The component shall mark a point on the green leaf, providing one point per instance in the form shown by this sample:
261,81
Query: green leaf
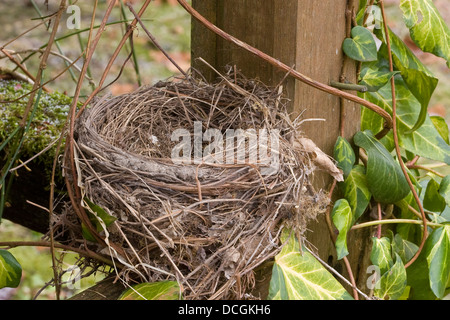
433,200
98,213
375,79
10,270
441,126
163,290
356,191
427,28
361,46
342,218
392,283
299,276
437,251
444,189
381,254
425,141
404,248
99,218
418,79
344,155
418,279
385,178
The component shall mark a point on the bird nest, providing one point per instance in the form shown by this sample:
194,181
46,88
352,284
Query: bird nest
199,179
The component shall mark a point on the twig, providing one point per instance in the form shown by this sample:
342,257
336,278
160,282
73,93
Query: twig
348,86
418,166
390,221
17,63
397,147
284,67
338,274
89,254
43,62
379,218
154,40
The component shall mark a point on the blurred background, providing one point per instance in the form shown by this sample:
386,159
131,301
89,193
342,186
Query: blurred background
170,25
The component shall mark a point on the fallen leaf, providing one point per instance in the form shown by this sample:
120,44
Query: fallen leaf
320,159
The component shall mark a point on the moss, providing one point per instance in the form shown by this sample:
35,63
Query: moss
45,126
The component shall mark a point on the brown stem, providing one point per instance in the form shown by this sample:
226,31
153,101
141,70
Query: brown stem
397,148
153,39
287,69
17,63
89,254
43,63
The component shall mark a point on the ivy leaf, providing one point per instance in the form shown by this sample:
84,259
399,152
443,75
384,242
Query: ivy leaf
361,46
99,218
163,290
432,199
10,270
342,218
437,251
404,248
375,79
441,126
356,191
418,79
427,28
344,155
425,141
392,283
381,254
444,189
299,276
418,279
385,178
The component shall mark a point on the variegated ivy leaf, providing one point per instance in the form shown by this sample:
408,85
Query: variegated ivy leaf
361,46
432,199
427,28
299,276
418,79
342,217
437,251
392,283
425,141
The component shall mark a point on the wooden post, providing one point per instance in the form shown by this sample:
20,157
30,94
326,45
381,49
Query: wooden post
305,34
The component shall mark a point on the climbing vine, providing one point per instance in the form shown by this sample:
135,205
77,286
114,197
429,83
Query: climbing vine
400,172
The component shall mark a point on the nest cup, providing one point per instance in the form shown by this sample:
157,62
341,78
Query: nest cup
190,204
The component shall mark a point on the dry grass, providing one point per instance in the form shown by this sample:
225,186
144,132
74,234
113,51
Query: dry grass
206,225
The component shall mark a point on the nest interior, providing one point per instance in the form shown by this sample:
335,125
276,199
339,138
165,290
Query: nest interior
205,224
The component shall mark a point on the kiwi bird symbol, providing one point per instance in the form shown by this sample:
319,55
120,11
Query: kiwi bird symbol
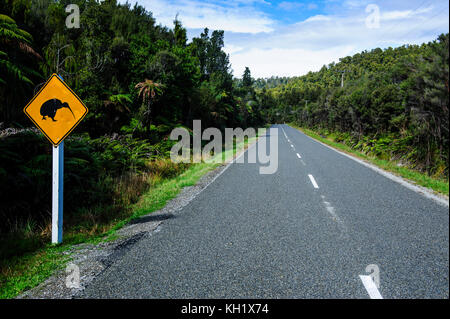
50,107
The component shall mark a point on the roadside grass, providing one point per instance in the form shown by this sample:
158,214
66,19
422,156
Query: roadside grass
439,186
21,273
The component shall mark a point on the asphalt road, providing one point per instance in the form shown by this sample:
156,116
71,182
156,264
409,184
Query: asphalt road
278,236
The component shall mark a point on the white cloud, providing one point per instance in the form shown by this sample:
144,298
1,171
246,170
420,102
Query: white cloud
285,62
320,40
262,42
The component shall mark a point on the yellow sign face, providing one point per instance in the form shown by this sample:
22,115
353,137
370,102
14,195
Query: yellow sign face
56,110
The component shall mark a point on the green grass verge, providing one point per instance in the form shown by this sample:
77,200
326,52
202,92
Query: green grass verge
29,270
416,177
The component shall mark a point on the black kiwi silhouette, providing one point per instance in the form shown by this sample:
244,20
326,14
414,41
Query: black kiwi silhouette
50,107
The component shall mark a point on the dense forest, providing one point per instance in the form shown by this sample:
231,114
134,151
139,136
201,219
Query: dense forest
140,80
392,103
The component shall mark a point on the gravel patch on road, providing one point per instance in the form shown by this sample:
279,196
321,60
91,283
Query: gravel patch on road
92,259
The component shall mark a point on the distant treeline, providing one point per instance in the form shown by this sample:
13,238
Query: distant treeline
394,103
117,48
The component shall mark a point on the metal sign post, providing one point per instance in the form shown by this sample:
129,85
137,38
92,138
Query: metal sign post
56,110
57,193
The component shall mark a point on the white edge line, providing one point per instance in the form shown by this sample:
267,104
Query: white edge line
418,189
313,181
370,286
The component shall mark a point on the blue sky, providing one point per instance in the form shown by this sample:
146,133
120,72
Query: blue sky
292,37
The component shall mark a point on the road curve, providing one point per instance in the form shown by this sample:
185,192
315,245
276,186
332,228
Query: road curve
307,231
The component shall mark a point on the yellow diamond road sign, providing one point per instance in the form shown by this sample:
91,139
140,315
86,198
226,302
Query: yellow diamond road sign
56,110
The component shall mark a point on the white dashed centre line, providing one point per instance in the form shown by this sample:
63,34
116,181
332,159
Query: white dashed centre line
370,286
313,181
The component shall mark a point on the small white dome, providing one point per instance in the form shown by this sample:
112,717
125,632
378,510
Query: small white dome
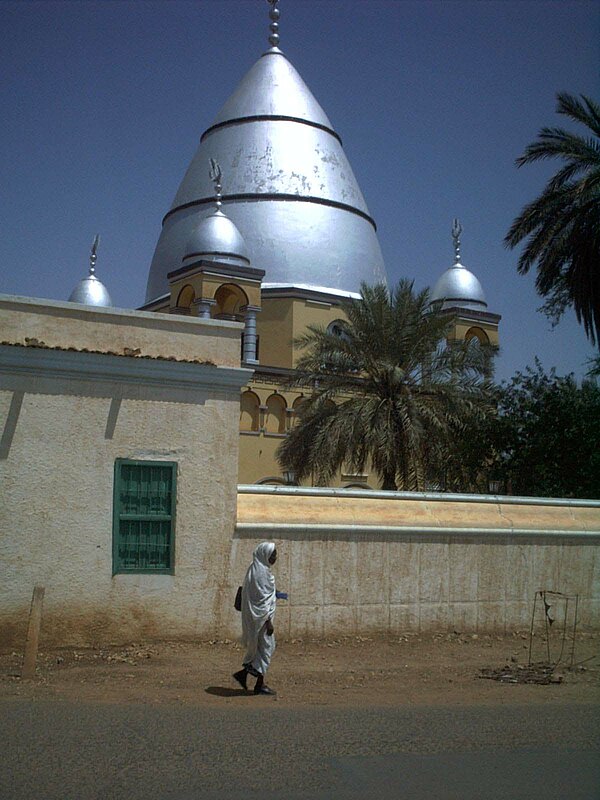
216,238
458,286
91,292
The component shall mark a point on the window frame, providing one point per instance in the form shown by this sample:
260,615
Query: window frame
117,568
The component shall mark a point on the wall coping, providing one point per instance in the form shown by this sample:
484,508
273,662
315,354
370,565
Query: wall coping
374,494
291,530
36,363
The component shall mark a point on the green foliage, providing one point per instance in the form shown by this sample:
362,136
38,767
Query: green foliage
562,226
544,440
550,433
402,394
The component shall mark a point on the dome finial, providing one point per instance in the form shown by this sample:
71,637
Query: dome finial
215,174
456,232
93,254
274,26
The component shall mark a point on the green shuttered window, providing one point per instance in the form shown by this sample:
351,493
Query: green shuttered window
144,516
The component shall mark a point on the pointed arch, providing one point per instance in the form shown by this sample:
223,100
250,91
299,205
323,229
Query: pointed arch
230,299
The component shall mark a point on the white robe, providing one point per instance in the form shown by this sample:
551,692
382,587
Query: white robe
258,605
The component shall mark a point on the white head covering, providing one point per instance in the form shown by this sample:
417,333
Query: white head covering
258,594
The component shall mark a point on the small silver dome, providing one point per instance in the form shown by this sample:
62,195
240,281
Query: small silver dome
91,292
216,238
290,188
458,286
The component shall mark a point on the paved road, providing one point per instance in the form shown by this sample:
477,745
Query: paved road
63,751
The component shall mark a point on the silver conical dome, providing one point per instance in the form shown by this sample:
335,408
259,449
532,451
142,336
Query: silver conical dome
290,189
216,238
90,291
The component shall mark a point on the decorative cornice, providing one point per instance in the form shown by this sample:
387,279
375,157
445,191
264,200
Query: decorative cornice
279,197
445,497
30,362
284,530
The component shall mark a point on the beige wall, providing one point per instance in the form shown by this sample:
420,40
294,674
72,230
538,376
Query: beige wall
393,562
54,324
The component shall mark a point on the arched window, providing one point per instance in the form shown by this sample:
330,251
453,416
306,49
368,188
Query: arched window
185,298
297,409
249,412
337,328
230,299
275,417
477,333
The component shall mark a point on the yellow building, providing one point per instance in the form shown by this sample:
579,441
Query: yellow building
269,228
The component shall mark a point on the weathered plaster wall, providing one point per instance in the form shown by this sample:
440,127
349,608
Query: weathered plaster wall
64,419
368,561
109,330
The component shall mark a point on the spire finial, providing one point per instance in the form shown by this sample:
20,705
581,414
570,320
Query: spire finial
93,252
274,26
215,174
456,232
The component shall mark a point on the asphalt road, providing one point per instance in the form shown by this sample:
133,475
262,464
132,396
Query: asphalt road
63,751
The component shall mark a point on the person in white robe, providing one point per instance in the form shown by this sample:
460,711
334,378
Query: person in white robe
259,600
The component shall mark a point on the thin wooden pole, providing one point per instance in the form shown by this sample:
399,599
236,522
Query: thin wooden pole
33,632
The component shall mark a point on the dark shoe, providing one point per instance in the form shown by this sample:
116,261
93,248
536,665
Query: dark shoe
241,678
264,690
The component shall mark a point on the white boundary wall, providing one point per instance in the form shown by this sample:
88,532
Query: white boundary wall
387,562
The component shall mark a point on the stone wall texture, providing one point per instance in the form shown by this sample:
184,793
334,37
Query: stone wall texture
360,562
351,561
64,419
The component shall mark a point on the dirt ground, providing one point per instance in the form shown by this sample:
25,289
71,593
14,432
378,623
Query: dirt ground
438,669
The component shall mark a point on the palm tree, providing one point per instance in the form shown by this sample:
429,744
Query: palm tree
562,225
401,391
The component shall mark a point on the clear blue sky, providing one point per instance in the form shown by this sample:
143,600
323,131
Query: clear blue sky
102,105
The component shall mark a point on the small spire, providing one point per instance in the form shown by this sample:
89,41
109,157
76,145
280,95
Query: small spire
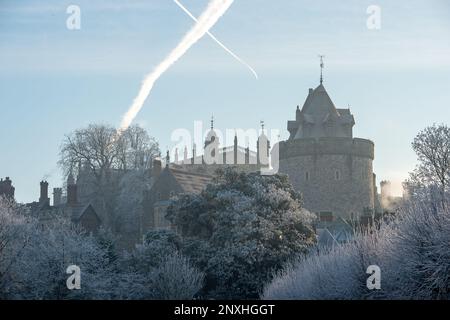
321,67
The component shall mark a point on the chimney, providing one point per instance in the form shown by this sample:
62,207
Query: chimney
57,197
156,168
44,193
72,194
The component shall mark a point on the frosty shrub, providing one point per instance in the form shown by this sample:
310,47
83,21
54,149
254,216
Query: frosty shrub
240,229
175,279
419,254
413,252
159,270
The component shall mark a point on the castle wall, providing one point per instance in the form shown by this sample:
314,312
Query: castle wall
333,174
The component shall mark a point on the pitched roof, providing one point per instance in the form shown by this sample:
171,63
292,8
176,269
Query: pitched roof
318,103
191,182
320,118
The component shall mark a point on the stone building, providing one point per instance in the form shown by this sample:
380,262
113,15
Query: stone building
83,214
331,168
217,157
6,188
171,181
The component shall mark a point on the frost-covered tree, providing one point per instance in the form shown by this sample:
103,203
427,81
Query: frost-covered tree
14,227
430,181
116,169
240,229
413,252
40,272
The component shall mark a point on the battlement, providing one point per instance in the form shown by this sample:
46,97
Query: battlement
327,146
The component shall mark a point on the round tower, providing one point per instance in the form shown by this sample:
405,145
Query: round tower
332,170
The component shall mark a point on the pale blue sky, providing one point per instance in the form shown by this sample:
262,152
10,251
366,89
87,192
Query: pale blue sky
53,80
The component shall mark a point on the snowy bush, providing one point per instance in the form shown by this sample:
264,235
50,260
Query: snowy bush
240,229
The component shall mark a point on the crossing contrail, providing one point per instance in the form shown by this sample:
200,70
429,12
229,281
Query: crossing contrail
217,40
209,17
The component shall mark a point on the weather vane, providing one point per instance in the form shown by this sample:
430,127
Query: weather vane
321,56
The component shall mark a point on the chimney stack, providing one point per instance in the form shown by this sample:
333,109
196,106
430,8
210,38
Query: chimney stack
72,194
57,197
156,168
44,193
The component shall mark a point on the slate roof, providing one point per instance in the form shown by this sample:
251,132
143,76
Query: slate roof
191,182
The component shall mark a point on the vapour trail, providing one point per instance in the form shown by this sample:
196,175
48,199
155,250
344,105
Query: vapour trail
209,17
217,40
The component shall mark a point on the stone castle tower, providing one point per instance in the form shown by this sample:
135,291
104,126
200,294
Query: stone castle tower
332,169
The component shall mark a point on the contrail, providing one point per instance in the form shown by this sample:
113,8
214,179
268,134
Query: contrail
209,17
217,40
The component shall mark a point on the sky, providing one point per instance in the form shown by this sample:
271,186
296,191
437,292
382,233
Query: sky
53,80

Given instruction:
Beginning at the line that holds "The component shall mark a point on the snowy", reproduce each line of the records above down to and including the last one.

Correct result:
The component shall mark a point on the snowy bush, providing one point per instance in the form shown by this sample:
264,235
50,260
Query: snowy bush
240,229
The component shall mark a point on the crossing contrail, providing one point per instance in the form shown by this sample:
200,70
429,12
229,281
Query: crossing contrail
217,40
209,17
The component shall mark a point on the weather vane, providing one point per instance in the form shown by this sample:
430,127
Query: weather vane
321,56
The component shall mark a point on the chimney stack, providing one point per instance in the form shown by this sample:
333,109
196,106
430,8
210,38
Query: chimney stack
72,194
57,197
156,168
44,193
The component shall mark a point on the slate roof, providing one point per instance in the form shown by this sample:
251,132
143,76
Query: slate roof
191,182
The component shall mark a point on the vapour trail, providing one point per instance in the form shown by this sample:
196,175
48,199
155,250
344,105
Query: vapour trail
209,17
217,40
The component shall mark a point on the stone castle tower, providing one point per instance in the form shown by this sample:
135,291
104,126
200,294
Query: stone castle tower
332,169
The component shall mark a point on the contrail, providing one point per instance in the form shown by this sample:
113,8
214,179
268,134
Query: contrail
209,17
217,40
The component shall mark a point on the sky, providing one point per instance in the form shown by this sample:
271,186
296,191
437,292
382,233
Query: sky
53,80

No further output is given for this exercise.